(Excerpted text)
#####
The 400 kW Mercedes-Benz chargers are capable of adding up to 300 miles in 10 minutes, depending on the EV, and every stall has both NACS and CCS cables – they’re fully open DC fast chargers.
Mercedes-Benz HPC North America, a joint venture between subsidiaries of Mercedes-Benz Group and renewable energy producer MN8 Energy, first announced in July 2024 that it would install DC fast chargers at Starbucks stores along Interstate 5, the main 1,400-mile north-south interstate highway on the US West Coast from Canada to Mexico. Ultimately, Mercedes plans to install fast chargers at 100 Starbucks stores across the US.
#####
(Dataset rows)
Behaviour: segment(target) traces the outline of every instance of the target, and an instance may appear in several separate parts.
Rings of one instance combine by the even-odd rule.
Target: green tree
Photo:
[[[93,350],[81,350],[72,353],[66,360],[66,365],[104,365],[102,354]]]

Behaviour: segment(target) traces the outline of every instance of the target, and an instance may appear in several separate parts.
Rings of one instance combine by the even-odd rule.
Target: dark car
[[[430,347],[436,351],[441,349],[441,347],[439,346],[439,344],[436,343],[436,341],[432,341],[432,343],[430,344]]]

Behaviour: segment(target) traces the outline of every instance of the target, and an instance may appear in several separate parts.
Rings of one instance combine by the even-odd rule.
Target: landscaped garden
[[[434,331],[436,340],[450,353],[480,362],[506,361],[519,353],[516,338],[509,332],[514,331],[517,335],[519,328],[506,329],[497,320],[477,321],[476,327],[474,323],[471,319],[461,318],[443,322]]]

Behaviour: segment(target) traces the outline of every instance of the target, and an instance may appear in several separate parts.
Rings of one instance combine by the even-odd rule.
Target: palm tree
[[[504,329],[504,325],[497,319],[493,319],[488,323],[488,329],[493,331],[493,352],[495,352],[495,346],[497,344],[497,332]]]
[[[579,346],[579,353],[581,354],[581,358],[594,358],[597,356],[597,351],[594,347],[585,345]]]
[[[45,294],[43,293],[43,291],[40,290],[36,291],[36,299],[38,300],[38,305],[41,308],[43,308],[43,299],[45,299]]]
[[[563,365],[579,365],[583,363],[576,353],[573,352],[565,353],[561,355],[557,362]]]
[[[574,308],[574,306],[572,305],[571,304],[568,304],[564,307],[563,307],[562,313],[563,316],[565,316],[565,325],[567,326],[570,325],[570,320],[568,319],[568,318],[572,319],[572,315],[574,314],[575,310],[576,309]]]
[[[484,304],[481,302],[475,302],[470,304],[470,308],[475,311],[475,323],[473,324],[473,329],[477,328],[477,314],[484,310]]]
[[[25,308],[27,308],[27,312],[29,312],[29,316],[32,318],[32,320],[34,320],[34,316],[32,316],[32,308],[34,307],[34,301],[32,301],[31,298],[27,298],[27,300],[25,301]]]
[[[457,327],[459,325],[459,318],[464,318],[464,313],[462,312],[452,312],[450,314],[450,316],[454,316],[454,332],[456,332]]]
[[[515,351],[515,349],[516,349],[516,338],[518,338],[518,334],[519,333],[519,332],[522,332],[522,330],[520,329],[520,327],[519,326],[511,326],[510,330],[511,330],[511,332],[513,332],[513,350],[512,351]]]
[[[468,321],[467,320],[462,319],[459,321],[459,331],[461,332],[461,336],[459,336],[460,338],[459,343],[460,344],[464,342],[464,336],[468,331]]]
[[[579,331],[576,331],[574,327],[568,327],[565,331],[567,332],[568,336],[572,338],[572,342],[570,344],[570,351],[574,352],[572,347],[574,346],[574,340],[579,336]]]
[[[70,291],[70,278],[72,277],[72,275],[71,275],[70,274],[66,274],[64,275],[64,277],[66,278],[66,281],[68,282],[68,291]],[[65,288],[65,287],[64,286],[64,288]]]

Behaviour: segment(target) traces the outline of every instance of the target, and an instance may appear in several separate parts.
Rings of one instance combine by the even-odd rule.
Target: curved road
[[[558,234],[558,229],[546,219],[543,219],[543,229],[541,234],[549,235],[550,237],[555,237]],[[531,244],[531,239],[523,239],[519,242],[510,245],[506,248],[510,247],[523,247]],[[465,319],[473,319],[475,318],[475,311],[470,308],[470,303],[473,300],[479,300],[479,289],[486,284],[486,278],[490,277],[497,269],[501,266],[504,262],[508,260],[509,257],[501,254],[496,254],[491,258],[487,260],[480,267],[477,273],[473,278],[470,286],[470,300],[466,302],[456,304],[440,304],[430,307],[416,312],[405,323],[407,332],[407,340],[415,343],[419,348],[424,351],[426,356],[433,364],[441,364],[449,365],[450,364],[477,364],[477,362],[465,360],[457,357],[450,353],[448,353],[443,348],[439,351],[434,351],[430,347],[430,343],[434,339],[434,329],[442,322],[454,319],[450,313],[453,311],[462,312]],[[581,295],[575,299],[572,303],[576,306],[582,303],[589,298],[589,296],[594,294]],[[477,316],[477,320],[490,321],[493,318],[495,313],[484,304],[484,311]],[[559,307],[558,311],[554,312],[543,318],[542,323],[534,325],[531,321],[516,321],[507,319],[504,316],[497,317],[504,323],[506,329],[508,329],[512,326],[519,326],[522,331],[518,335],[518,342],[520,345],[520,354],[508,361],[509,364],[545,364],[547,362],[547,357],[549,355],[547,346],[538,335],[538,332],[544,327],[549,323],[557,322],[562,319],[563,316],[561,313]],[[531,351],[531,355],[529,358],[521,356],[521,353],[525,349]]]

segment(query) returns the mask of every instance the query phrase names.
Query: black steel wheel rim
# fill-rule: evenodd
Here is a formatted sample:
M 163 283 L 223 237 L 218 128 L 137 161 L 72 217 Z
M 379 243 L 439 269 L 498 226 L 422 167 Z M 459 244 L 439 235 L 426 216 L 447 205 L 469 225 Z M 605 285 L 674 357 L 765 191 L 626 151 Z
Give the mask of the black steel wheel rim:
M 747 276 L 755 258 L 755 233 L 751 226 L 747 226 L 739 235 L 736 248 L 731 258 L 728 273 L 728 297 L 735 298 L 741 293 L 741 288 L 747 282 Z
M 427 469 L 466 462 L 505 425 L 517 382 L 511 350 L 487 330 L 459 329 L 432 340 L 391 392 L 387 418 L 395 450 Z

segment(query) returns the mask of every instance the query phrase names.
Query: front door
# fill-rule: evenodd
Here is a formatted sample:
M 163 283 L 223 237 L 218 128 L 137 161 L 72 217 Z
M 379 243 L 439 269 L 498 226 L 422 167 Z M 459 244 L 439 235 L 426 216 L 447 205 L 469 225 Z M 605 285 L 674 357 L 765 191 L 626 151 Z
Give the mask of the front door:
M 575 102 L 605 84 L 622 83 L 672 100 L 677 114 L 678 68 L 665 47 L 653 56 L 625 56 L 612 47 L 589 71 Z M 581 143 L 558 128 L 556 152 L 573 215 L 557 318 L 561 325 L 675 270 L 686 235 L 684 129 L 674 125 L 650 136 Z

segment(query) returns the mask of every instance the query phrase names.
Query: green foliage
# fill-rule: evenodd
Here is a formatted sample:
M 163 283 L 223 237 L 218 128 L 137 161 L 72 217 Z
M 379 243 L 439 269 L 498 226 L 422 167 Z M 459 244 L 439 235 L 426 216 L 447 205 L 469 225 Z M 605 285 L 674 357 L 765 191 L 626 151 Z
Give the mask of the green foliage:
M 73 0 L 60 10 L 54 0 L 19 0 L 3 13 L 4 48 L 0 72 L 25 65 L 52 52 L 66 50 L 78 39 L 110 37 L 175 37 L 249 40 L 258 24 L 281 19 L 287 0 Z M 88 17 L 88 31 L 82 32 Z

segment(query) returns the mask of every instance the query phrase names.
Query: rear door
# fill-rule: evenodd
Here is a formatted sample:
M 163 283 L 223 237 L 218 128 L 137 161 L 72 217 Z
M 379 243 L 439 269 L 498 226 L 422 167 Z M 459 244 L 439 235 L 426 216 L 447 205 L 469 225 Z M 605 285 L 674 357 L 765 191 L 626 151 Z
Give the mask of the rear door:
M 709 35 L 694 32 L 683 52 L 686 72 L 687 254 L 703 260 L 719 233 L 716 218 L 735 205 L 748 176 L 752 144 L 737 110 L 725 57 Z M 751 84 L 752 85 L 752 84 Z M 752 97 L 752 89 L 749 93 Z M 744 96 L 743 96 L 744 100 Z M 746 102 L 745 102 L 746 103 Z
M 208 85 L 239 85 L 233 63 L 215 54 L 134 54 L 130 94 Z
#####
(Exercise task) Pick up the piece about Mercedes-Benz fast chargers at Starbucks stores after its final sentence and write the next part.

(Solved problem)
Mercedes-Benz HPC opened its first North American charging site at Mercedes-Benz USA’s headquarters in Sandy Springs, Georgia, in November 2023 as part of an initial $1 billion charging network investment. As of the end of 2024, Mercedes had deployed over 150 operational fast chargers in the US, but it hasn’t disclosed an official number of how many chargers are currently online.
Andrew Cornelia, CEO of Mercedes-Benz HPC North America, is leaving the company at the end of the month to become global head of electrification & sustainability at Uber.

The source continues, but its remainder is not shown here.